(REQUIRED WORK)
A: Translate this sentence from the metals market report into Spanish: "Major Spanish unions have called for a nationwide protest against the government’s drastic austerity measures."
B: Please reproduce the passage of the metals market report between "Silver spot prices" and "at this juncture).", inclusive.

(READING TEXT)
>> START
The euro suffered in the wake of once again rising Spanish borrowing costs and declining demand for that country’s bonds. Major Spanish unions have called for a nationwide protest against the government’s drastic austerity measures. The post EU meeting euphoria that was in the air just a few weeks ago appears to have dissipated with the summer thermals over in the Old World.
 
Silver spot prices dropped by almost 40 cents to trade at $26.92 per ounce on the bid-side in New York this morning. Analysts at Standard Bank (SA) note that silver stockpiles remain high (especially in China) and that demand from the industrial sector for the white metal is tepid at best. China has only imported 779 tonnes of silver in the year-to-date as against the 1,153 tonnes that it took in last year in the same timeframe. Silver is still almost completely dependent on investment demand to not only absorb the manifest surplus in the market but to be the driver of rallies towards higher price ground (but not much beyond $30 – if that – at this juncture).
 
Meanwhile, platinum lost $8 to ease to $1,406 the ounce and palladium slid $6 the $576 mark per ounce. In platinum-group metals news it was reported by Reuters news agency that Anglo American Platinum (the #1 miner of the metal) tallied almost no gains in its output for the noble metal on a year-on-year basis. Moreover, Amplats also warned that its headline earnings might experience a sizeable decline owing to lower sales and lower metals prices in H1 2012.
 
The week that is about to conclude has once again been defined by the ebb and flow (more the former rather than the latter) of Fedspectations and by the absence of decent physical gold demand from key markets. The situation in India continued to remain unfavorable for gold demand as the monsoon season appears to be on track to be the worst one since 2009. The folks most affected by a potentially dry summer rainy season constitute 66% of the country’s typical gold buyers in a given year. Locals have actually been selling gold on approaches towards $1,580 in the yellow metal.
 
Spot gold prices were confined to a trading range that was the tightest in circa 100 days as the summer doldrums and the tug-o-war actions between the bulls and the bears made their presence felt in the trading patterns for the precious metal. A heavy one-day outflow of gold took place in the gold ETF (GLD) which lost nearly 290,000 ounces of metal and is now tallying its lowest balances on the books in half a year.
 
In mining sector news it was reported that the International Health Tribunal rendered a “guilty” verdict against mining giant Goldcorp and the Canadian government for what it calls “irresponsible mining investments in Mesoamerica.” The IHT said that “[we] find Goldcorp guilty for its activities in Honduras, Guatemala and Mexico, which we find to be seriously damaging to the health and the quality of life, the quality of environment, and the right to self-determination of the affected Indigenous and campesino communities.”
>> END
Dataset rows
>> START
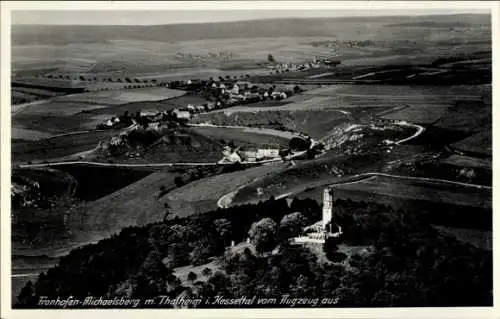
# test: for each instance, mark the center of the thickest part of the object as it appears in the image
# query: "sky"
(177, 17)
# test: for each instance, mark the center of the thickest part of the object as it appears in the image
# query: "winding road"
(173, 164)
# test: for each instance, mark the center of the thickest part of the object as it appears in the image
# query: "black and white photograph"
(284, 157)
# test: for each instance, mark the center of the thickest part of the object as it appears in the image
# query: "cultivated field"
>> END
(SOLUTIONS PER TASK)
A: Los principales sindicatos españoles han convocado una protesta a nivel nacional contra las drásticas medidas de austeridad del gobierno.

B:
Silver spot prices dropped by almost 40 cents to trade at $26.92 per ounce on the bid-side in New York this morning. Analysts at Standard Bank (SA) note that silver stockpiles remain high (especially in China) and that demand from the industrial sector for the white metal is tepid at best. China has only imported 779 tonnes of silver in the year-to-date as against the 1,153 tonnes that it took in last year in the same timeframe. Silver is still almost completely dependent on investment demand to not only absorb the manifest surplus in the market but to be the driver of rallies towards higher price ground (but not much beyond $30 – if that – at this juncture).